▶
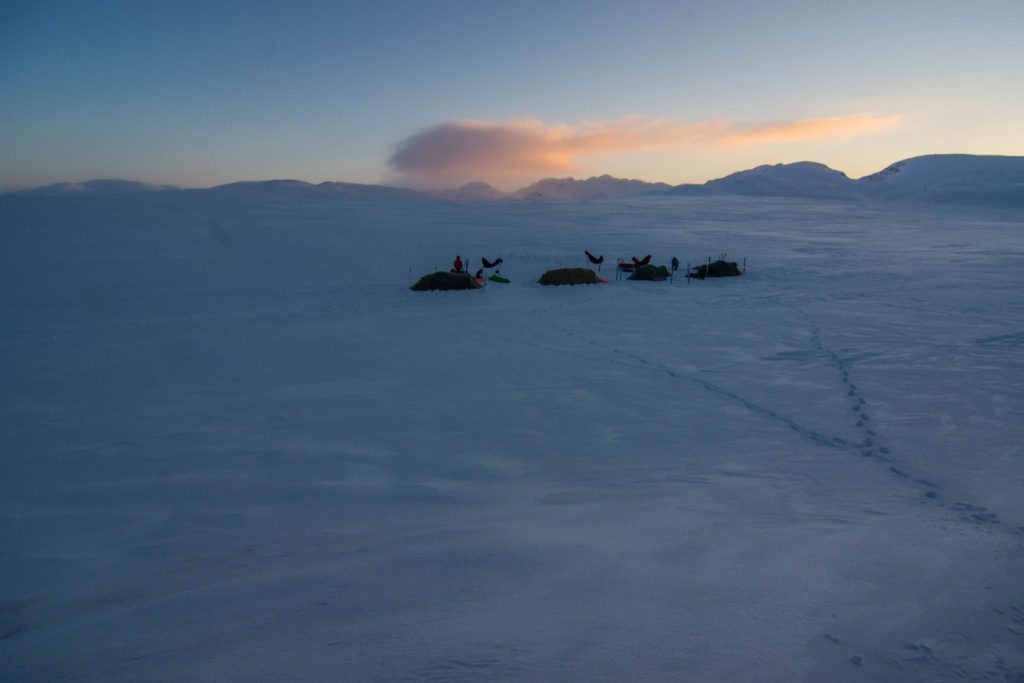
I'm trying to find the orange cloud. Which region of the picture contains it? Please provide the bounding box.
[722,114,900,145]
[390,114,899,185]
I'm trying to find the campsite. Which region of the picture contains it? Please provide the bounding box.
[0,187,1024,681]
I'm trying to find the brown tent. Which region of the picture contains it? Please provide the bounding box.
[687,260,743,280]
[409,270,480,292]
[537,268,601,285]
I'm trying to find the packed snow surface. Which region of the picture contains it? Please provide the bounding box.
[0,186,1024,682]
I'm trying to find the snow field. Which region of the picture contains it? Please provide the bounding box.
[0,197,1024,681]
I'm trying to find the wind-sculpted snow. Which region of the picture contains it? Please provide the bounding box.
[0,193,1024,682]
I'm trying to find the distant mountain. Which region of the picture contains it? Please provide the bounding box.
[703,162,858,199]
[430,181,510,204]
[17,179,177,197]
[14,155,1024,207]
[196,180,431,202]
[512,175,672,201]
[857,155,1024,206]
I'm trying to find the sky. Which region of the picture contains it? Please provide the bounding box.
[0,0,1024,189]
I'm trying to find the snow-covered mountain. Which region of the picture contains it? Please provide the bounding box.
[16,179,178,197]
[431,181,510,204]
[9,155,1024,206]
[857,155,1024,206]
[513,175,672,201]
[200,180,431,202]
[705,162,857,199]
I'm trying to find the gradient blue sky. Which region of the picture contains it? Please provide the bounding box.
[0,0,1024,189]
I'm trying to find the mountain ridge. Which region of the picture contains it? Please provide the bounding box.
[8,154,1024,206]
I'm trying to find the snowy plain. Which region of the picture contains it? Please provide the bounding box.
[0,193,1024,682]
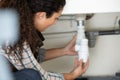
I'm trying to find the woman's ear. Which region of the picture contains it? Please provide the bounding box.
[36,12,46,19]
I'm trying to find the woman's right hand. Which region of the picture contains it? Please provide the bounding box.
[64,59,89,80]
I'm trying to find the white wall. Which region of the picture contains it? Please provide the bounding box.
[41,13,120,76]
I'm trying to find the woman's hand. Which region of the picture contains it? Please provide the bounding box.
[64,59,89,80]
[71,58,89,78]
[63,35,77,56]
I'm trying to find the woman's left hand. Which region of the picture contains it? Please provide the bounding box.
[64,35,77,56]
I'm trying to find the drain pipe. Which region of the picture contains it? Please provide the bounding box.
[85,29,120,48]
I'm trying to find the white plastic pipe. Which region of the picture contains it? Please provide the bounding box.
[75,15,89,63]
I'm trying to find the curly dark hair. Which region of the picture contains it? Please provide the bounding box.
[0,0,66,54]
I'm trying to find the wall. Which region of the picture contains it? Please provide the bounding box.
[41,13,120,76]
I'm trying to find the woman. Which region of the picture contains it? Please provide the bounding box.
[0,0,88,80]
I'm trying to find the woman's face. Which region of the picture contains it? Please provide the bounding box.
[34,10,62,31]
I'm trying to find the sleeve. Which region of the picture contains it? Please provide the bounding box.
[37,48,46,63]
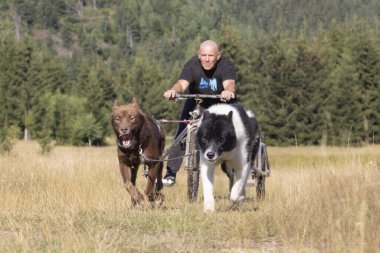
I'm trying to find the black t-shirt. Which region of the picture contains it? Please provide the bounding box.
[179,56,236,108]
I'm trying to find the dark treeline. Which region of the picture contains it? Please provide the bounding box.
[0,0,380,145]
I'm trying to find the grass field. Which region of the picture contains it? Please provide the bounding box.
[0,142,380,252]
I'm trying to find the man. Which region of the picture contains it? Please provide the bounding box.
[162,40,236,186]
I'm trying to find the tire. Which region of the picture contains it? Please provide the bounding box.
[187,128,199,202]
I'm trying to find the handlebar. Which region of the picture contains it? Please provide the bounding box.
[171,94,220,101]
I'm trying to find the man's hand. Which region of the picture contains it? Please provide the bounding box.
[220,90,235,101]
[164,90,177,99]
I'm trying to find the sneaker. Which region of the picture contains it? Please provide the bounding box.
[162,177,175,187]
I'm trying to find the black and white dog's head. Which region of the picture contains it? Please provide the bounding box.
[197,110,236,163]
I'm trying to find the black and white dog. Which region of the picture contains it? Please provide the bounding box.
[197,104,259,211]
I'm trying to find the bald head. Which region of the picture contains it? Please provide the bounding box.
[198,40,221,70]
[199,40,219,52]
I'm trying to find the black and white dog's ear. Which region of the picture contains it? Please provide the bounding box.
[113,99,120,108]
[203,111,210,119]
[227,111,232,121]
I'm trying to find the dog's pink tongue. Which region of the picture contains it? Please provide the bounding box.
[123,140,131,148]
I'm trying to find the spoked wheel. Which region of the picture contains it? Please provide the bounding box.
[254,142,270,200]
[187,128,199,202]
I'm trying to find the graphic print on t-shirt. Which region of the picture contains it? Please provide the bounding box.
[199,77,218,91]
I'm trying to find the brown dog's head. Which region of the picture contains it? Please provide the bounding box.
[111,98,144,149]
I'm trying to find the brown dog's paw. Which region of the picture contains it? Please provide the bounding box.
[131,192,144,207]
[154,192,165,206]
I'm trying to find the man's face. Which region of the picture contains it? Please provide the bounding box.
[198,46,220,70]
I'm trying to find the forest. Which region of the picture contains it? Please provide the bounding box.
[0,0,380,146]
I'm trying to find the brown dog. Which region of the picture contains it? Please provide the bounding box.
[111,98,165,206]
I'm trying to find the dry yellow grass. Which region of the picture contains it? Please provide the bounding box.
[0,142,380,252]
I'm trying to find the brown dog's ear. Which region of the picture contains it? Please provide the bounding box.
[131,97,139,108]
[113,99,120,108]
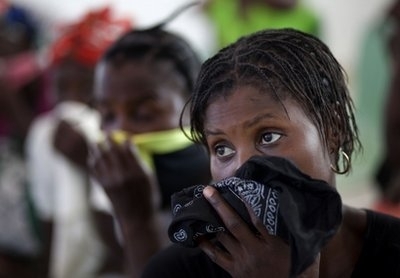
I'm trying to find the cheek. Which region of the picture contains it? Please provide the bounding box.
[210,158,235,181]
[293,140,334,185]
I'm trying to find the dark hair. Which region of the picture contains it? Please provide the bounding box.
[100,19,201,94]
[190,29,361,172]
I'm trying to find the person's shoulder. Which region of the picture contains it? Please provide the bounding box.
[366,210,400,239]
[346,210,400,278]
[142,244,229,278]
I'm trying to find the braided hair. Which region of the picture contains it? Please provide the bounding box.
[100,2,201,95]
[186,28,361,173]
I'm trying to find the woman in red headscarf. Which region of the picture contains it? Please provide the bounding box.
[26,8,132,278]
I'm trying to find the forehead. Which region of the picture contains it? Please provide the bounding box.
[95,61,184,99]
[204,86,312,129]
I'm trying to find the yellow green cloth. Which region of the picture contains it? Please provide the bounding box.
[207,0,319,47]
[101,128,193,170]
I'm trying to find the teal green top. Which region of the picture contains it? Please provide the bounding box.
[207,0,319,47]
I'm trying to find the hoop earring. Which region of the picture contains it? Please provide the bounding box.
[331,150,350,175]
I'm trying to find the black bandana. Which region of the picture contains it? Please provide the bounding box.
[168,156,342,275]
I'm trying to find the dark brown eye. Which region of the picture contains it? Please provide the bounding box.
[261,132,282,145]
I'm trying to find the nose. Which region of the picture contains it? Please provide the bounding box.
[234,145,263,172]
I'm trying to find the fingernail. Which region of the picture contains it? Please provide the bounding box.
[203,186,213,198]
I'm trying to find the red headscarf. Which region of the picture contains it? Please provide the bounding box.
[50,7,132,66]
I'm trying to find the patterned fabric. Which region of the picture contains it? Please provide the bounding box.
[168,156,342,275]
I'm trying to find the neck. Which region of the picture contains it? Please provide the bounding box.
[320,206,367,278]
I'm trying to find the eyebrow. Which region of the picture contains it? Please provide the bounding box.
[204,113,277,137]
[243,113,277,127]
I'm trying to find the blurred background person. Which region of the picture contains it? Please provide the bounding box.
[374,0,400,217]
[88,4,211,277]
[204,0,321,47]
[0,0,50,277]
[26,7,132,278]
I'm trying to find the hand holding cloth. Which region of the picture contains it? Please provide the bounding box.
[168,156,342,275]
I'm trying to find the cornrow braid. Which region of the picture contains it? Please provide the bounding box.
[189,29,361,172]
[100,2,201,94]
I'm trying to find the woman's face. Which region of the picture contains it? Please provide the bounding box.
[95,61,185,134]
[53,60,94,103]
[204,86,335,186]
◀
» Problem
List each line of the entries above that contains the word "yellow".

» Full solution
I'm trying to find the dry yellow grass. Which region of the picture contains it? Please provide the bounding box.
I'm trying to find the yellow green cloth. Which region of the picture contains it? Please provide the bounding box.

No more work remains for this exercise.